*** TASK MATERIAL ***

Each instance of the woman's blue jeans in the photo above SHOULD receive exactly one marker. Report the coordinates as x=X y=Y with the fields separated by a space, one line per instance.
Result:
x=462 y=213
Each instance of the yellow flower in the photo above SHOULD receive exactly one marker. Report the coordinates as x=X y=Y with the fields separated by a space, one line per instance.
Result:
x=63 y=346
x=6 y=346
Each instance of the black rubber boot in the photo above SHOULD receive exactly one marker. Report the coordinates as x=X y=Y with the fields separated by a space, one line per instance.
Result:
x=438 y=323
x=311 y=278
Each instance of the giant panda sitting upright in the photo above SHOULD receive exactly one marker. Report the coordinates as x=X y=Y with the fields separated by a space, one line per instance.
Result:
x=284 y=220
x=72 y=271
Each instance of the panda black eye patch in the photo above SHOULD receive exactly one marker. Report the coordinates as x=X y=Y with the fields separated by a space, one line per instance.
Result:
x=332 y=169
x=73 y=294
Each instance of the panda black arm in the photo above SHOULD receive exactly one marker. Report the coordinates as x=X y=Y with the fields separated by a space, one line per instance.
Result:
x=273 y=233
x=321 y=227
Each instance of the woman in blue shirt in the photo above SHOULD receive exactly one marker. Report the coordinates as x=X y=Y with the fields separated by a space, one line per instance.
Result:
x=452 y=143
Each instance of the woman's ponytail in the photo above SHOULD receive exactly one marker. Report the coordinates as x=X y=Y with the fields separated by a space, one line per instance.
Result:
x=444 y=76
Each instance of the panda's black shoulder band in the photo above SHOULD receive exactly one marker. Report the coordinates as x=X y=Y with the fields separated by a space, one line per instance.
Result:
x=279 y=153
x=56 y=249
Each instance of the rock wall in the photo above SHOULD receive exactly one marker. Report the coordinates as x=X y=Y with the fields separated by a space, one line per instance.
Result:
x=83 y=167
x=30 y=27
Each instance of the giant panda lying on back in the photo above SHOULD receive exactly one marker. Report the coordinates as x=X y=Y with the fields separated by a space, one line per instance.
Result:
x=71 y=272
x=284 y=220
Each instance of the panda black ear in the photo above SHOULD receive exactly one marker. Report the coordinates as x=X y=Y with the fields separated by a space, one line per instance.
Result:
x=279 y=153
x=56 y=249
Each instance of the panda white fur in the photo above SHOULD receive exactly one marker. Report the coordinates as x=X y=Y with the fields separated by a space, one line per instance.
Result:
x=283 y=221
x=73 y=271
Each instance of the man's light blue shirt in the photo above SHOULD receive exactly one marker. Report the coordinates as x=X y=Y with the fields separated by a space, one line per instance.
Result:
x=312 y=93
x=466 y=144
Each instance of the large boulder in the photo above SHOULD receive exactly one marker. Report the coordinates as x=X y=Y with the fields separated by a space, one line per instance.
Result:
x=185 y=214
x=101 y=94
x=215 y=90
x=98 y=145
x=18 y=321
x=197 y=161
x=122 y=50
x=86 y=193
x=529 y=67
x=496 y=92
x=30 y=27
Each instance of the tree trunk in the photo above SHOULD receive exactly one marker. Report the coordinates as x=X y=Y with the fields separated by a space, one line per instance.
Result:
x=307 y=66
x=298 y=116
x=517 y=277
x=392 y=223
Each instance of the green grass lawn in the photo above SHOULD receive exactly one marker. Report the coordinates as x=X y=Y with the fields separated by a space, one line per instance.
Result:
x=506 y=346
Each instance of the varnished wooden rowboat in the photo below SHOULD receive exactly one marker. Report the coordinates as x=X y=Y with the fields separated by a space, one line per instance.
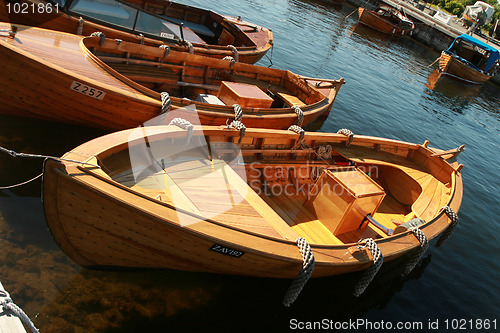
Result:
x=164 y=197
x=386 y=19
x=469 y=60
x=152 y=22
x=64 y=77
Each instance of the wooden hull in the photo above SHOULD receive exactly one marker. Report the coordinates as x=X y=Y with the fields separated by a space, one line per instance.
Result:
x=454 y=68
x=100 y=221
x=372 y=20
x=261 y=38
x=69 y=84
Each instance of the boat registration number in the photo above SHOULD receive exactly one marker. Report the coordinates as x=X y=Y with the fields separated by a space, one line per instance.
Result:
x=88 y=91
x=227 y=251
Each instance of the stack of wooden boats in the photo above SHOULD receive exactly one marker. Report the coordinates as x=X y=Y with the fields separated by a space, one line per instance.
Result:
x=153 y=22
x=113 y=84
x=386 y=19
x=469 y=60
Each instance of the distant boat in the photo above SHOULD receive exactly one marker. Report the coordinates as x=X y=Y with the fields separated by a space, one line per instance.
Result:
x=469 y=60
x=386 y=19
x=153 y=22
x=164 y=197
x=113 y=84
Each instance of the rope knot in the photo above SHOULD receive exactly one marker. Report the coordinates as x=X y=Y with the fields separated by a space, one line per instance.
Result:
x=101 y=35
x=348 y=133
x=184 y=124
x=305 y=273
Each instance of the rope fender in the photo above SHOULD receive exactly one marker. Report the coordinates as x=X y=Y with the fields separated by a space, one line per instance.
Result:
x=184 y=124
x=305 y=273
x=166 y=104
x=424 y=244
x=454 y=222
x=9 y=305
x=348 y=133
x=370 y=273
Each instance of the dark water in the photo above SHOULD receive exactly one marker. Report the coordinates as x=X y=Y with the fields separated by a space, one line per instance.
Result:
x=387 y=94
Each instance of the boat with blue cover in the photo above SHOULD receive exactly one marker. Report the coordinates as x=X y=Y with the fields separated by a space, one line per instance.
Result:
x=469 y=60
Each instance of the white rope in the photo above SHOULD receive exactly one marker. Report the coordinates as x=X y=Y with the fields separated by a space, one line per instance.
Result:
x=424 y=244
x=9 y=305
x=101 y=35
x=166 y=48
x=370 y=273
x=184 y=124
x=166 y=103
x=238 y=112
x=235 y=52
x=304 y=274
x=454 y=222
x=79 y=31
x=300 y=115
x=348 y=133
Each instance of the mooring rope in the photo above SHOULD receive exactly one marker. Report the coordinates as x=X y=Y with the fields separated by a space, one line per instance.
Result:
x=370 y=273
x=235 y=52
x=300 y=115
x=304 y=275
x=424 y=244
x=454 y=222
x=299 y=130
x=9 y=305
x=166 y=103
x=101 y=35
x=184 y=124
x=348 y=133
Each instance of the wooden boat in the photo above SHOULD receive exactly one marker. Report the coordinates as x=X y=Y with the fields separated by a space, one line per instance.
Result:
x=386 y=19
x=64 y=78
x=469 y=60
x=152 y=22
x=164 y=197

***
*** TASK MATERIAL ***

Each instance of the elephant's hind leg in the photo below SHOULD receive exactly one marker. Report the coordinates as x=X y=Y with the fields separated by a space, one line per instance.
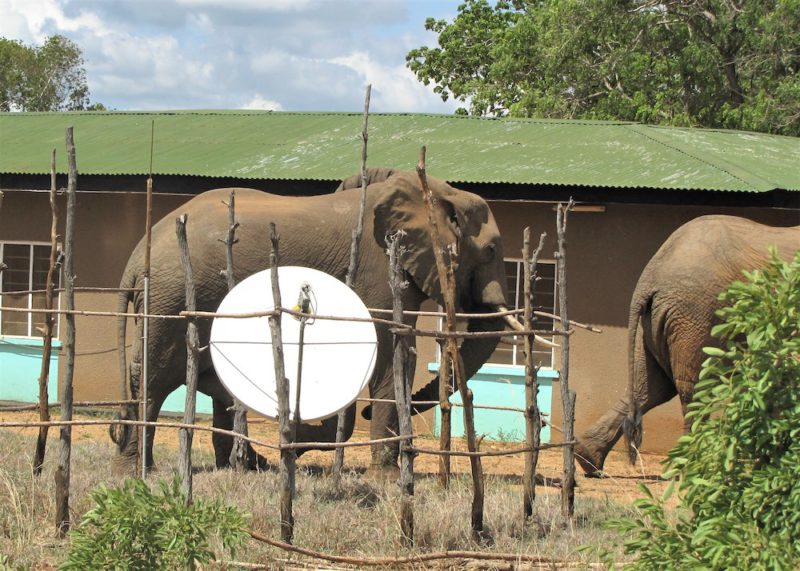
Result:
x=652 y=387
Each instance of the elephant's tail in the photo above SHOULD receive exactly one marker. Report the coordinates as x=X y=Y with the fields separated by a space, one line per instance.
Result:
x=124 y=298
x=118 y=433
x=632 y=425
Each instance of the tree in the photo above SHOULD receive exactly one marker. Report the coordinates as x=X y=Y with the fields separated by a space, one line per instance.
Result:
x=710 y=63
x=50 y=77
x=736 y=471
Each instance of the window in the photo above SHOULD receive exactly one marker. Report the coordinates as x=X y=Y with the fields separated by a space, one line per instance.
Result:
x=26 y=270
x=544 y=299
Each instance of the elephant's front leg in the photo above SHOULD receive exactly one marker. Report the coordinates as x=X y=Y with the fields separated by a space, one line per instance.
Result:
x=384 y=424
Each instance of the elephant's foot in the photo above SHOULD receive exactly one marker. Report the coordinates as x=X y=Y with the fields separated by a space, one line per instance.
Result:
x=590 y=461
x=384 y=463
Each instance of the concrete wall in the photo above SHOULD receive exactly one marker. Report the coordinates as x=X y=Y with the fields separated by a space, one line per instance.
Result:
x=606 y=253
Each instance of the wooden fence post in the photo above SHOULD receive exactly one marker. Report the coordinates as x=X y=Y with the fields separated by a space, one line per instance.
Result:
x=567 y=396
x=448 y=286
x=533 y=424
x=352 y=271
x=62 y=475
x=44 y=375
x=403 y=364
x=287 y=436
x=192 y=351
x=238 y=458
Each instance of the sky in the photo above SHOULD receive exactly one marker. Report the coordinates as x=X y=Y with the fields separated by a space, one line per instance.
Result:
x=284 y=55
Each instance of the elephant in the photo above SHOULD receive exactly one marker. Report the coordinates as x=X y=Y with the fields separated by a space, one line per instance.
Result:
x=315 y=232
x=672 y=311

***

DIRECTIONS = Pull out every line above that contains the word "shirt". Keep each one unchanged and in its original order.

THE RESULT =
Each instance of the woman in blue shirt in the photo above SHOULD receive exactly one marker. Report the coordinates as x=X y=Y with the fields separated by a space, one line per instance.
Each instance of the man's light blue shirt in the photo above SHOULD receive exactly one marker. Report the coordinates as x=X y=Y with the fields separated by a space, one line per instance.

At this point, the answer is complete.